▸ **Task**: Please count the lines in the data that contain the word "rider" and reply with that number alone.

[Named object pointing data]
++++++++++

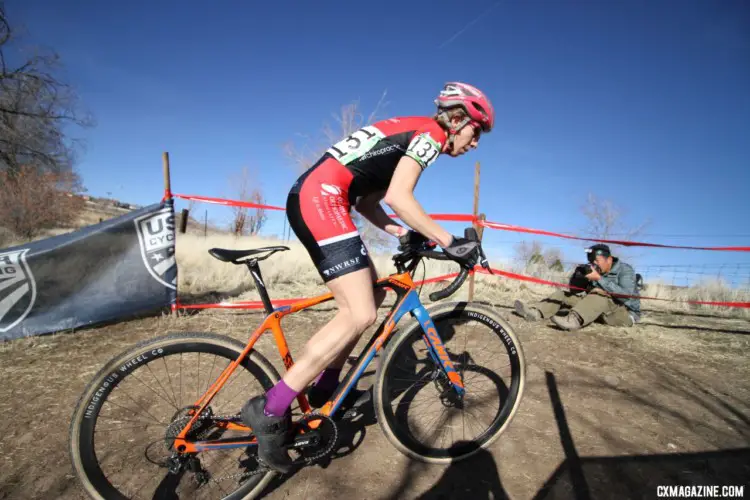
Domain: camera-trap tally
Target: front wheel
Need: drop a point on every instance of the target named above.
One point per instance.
(417, 408)
(123, 427)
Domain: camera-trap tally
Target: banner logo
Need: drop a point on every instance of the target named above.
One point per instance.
(17, 289)
(156, 238)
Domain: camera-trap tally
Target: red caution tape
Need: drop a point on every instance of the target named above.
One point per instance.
(539, 281)
(474, 220)
(519, 229)
(254, 304)
(222, 201)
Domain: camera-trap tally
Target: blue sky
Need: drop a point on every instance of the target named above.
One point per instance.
(643, 103)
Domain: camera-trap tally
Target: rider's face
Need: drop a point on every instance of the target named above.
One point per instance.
(467, 138)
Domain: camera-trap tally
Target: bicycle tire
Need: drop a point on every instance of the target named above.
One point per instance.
(81, 445)
(465, 310)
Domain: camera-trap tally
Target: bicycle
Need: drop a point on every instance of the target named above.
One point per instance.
(195, 431)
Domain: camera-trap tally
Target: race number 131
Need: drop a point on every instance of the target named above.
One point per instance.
(423, 149)
(357, 144)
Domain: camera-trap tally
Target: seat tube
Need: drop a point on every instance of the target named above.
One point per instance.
(437, 349)
(260, 285)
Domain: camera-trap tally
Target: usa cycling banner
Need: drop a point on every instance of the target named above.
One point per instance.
(118, 268)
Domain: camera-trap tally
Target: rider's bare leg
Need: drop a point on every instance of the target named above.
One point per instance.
(379, 295)
(355, 298)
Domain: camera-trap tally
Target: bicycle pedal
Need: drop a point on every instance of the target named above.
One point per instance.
(363, 399)
(354, 412)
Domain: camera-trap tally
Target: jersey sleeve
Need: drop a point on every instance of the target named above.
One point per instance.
(426, 145)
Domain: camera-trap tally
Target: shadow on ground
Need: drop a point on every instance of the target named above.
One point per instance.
(636, 476)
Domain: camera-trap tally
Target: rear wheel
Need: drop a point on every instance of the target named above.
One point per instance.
(120, 431)
(418, 409)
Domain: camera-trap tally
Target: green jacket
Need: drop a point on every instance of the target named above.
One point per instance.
(621, 280)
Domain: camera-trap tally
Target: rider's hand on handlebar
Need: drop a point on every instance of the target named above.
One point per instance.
(411, 239)
(464, 251)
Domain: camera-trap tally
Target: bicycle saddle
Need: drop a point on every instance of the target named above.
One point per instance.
(233, 256)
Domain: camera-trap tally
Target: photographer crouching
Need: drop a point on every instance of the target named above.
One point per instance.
(602, 277)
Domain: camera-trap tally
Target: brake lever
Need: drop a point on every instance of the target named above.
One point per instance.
(484, 262)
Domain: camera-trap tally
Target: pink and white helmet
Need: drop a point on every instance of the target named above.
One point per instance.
(472, 100)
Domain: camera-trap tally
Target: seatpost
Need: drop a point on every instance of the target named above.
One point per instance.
(252, 264)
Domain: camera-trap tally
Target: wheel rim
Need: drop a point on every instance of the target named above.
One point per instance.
(440, 428)
(139, 442)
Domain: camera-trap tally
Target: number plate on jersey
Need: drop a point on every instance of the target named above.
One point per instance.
(357, 144)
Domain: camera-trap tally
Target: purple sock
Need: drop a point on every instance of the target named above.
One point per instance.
(329, 379)
(279, 399)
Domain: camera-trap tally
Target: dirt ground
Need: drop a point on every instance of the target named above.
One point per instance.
(607, 413)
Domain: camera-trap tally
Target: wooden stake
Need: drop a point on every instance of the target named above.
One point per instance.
(475, 212)
(167, 183)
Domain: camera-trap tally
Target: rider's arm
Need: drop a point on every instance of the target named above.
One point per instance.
(371, 209)
(400, 197)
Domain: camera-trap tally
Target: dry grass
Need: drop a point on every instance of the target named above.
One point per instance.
(291, 274)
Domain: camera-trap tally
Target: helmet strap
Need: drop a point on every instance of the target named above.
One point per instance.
(452, 131)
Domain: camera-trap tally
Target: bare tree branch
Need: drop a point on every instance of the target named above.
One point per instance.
(247, 221)
(37, 110)
(348, 120)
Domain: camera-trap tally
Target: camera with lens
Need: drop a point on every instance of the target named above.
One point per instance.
(579, 280)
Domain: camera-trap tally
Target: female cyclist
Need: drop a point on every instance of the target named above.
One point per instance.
(382, 161)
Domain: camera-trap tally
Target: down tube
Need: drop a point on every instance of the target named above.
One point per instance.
(434, 342)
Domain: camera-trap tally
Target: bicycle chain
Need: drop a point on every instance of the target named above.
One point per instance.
(263, 469)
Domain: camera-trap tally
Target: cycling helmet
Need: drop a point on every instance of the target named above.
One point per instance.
(470, 99)
(598, 249)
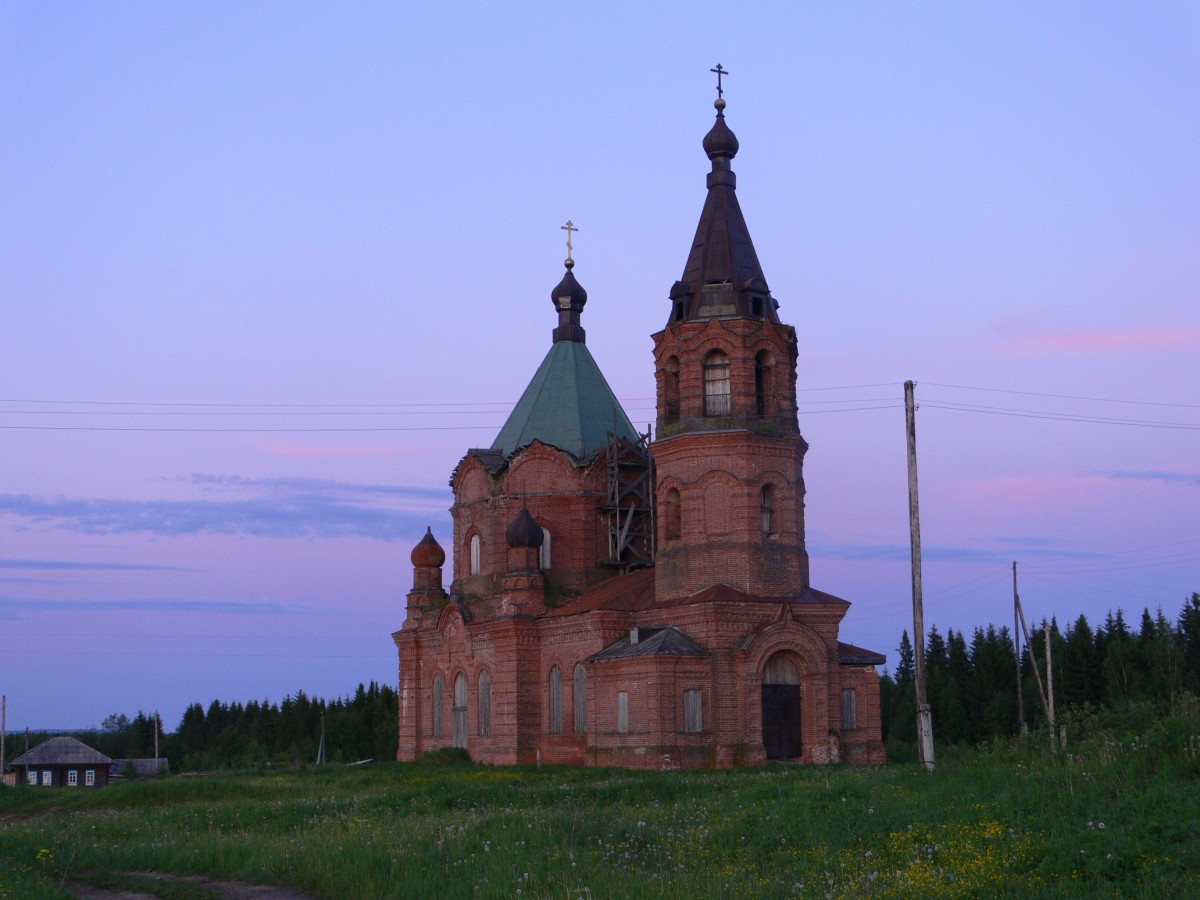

++++++++++

▸ **Task answer**: 4